Composition and framing — camera language for AI prompts

medium

Learn with your AI

Open this lesson in your favourite AI. It'll walk you through the why, explain the demo, and quiz you on the try-it list.

Open in Claude Open in ChatGPT

Why this matters

The vocabulary of cinematography — wide shot, close-up, over-the-shoulder, rack focus, dolly-in — is a 120-year-old prompt specification language. AI video models have been trained on decades of labeled footage; they know these terms. Saying 'medium close-up, 35mm lens, shallow depth of field, key light from camera left' gives you three orders of magnitude more control than 'a person talking.' This task drills the vocabulary and its effect on generation quality.

Demo

Three axes: shot size (ELS, ES, LS, MLS, MS, MCU, CU, XCU, ECU), angle (eye-level, high, low, Dutch, bird's-eye, POV), and focal length (14mm, 24mm, 35mm, 50mm, 85mm, 135mm). Combining all three precisely gets you the shot you wanted; combining them vaguely gets you a cousin of it. Cinematographers have spent a century associating each combination with emotional tone — leverage that lineage.

# Prompt vocab cheat sheet — drop these into your tool
 
Shot size (distance):
  ELS = extreme long shot (character is tiny, emphasises landscape)

■ WHAT TO DO
[a] In the camera language lesson, which three axes does the demo name?
[b] Please carry the camera language lesson on past its last line.
The rows have no connection to the camera language lesson.

■ LISTED ENTRIES
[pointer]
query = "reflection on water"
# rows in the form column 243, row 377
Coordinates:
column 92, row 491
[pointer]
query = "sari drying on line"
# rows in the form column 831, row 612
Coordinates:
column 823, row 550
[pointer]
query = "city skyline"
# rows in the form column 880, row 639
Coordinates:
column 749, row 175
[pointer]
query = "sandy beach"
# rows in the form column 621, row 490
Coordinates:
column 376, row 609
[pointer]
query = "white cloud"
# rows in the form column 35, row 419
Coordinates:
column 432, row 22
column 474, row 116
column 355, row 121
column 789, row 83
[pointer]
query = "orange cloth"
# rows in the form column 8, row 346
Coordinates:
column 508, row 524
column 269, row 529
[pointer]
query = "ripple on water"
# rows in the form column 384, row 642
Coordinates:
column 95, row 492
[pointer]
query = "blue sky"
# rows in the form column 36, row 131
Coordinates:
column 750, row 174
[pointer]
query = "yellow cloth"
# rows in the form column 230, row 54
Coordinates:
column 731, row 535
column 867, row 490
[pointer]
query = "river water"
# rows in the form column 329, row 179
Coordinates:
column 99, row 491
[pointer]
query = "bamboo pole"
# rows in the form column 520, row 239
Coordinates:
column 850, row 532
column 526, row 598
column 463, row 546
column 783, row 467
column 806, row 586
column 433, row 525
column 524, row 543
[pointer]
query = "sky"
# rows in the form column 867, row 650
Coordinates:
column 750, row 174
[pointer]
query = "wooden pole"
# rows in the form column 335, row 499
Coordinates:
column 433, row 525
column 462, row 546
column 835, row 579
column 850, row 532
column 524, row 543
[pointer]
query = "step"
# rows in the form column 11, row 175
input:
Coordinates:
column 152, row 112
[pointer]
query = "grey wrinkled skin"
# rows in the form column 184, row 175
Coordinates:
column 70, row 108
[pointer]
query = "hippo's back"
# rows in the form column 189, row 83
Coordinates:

■ SOLVED PROBLEMS
[a] Shot size, angle, and focal length.

[b]
  LS  = long shot (full body with surroundings)
  MLS = medium long shot (knees up)
  MS  = medium shot (waist up — most common for dialogue)
  MCU = medium close-up (chest up)
  CU  = close-up (head and shoulders)
  XCU = extreme close-up (just eyes or mouth)
 
Angle:
  eye-level, high angle (looking down — diminishes subject)
  low angle (looking up — heroic)
  Dutch angle (tilted — unease)
  POV (subject's viewpoint)
 
Focal length:
  14–24mm = wide, distorts, emphasises space
  35mm   = standard documentary/indie look
  50mm   = close to human vision — neutral
  85mm   = portrait, flattering face
  135mm  = telephoto, compressed background
 
Movement:
  locked off, pan, tilt, dolly in/out, tracking, handheld, crane, steadicam
 
Example full prompt:
  "MS, 35mm, eye-level, slow dolly-in on LENA seated by a stone window at sunset.
   Warm key light from window, blue fill. Shallow depth of field. Handheld."

Try it yourself

Generate the same scene with three different shot sizes (WS, MS, CU) and three focal lengths (24mm, 50mm, 85mm). Nine variants. Rank them for intimacy — the correlation with focal length is strong.

Write out the cinematography prompt for each shot in your shot list using the vocabulary above. Aim for 3-5 descriptors per shot.

Watch 5 minutes of a film you love. Pause every 10 seconds. Write down the shot size + angle + approximate focal length. This drills your eye AND your vocabulary.

Read one chapter of 'In the Blink of an Eye' (Walter Murch on editing) — specifically the section on how shot selection affects emotional register. Apply to your shot list.

Avoid the 'cinematic' filler word. Every AI model has been trained on too many 'cinematic' prompts; it rarely changes the output meaningfully. Use specific terms instead.

Prompt your AI

Use these three in order. Each builds on the one before.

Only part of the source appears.